● **The problem**: Your answer should show every line of the material below that includes "blue".

Records section start

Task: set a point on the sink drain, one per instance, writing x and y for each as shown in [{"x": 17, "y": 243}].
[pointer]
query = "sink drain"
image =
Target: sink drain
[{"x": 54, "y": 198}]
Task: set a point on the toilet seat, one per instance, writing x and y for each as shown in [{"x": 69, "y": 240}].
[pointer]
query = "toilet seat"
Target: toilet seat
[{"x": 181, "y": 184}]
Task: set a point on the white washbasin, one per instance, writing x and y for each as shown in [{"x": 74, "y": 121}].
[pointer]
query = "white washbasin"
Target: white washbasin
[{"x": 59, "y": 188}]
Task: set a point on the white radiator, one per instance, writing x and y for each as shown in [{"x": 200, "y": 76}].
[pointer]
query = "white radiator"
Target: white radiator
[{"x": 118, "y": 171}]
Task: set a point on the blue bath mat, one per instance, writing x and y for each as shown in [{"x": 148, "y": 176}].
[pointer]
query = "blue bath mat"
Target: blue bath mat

Records section end
Records section start

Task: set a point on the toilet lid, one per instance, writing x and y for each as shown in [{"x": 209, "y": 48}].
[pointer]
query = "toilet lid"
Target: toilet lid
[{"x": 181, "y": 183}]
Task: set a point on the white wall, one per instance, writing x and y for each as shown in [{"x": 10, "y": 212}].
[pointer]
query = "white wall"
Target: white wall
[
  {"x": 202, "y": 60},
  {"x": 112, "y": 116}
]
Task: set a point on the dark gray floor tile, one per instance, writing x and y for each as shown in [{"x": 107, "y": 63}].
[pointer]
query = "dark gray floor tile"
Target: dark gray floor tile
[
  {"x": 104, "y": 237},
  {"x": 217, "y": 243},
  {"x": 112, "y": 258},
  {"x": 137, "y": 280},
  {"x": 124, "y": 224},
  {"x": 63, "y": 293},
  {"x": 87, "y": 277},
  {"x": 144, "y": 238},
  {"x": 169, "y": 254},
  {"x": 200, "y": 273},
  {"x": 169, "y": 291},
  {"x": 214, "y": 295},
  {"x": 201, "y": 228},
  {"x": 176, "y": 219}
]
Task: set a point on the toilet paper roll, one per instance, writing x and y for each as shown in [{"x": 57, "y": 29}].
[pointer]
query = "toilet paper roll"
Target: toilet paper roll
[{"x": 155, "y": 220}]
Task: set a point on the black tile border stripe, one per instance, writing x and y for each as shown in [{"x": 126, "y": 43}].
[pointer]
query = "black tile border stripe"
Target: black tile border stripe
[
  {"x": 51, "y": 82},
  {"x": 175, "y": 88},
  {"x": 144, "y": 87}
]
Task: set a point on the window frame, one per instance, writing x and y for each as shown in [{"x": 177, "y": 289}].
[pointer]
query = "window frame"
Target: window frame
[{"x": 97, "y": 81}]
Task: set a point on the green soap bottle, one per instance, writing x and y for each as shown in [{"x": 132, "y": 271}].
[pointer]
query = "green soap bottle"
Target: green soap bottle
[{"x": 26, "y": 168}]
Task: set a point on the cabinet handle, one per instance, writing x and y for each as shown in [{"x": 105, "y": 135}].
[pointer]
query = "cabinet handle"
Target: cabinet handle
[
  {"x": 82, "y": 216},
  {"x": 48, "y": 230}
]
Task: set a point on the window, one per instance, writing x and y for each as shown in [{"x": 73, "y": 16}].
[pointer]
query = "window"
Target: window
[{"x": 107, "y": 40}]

Records section end
Records section start

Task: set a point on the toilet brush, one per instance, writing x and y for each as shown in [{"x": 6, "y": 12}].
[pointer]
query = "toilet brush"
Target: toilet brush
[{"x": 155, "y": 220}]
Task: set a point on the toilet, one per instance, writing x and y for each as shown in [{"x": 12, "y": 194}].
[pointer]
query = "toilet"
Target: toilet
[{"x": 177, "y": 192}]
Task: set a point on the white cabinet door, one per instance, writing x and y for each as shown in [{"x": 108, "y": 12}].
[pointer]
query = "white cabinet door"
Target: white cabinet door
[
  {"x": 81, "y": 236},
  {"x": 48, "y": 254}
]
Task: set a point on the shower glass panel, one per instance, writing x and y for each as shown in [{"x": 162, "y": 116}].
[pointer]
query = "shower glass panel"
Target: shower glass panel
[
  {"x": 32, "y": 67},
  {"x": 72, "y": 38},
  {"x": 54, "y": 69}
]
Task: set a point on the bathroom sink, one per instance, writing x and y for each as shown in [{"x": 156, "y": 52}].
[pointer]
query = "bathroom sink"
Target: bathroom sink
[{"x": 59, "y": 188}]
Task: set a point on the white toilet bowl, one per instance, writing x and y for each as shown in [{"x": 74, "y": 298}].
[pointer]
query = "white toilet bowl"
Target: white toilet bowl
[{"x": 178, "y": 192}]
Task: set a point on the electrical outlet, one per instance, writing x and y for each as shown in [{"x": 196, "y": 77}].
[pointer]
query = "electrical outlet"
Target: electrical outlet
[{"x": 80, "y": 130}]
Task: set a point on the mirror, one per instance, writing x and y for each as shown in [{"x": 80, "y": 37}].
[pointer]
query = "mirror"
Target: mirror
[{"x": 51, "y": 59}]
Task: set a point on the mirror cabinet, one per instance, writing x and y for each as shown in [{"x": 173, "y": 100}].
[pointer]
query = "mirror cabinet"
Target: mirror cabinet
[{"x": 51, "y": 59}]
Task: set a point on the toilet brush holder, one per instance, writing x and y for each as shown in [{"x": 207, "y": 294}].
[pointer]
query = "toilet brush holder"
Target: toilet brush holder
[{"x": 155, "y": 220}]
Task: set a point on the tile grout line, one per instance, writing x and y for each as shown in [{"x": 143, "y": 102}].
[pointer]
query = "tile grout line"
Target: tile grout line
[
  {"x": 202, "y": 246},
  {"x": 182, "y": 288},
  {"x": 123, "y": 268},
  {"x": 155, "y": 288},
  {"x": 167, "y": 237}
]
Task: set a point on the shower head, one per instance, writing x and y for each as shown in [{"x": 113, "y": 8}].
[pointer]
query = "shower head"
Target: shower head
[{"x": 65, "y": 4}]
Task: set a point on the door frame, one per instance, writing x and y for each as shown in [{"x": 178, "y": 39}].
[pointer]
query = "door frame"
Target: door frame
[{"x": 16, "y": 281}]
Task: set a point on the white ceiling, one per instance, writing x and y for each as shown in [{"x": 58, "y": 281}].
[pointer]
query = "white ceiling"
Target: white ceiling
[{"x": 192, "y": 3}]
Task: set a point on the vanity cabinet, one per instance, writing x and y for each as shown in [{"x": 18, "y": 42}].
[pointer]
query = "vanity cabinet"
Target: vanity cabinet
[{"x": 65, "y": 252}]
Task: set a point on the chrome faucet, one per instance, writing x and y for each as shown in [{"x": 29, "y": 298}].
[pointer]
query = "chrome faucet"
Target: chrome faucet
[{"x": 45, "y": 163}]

Records section end

● **Exercise output**:
Task: set a point on the blue bath mat, one per instance, writing x and y for each as shown in [{"x": 148, "y": 176}].
query = "blue bath mat"
Target: blue bath mat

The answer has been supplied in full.